• **Problem to work on**:
Transcribe the line containing "For every instance of the shadow" and every line after it, exactly, through the end of the records.

• **Supplied information**:

#####

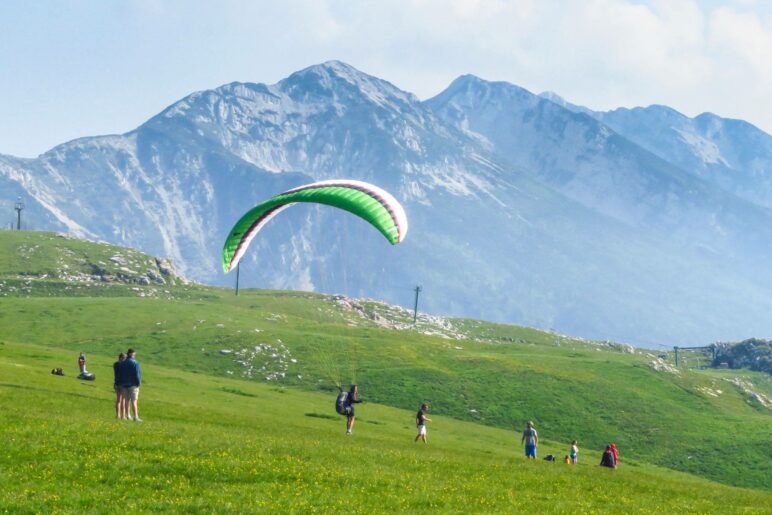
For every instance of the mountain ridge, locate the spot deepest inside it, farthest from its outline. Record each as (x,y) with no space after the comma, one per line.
(550,218)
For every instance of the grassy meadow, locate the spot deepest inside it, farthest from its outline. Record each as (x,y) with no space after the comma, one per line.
(226,445)
(238,403)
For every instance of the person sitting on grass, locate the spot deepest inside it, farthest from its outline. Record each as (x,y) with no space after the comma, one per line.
(531,440)
(120,400)
(351,399)
(607,460)
(574,452)
(420,421)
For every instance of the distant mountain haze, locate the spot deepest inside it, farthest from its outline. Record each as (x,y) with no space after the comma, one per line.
(638,225)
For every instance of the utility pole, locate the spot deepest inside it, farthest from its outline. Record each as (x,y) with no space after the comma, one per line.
(417,290)
(18,207)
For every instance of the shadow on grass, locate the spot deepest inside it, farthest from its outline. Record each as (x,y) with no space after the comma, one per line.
(236,391)
(320,415)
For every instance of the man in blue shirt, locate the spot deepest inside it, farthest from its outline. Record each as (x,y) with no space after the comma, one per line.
(130,376)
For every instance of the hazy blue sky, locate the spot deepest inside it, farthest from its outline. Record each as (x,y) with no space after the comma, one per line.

#####

• **Problem solution**:
For every instance of the shadow on grass, locate the spot deepest inside it, farthest from its outline. Record each as (x,y) with no space after the comma, one per line.
(236,391)
(320,415)
For every instance of the man in blue shirt, locate the spot deepest inside it, farthest from its outline. Record each as (x,y) with no space after the comma, one per line.
(130,376)
For every instance of the hazy blue sky, locate the spot deepest inside it, farthest from its outline. Record each as (x,y) with no space after the comma, one per line.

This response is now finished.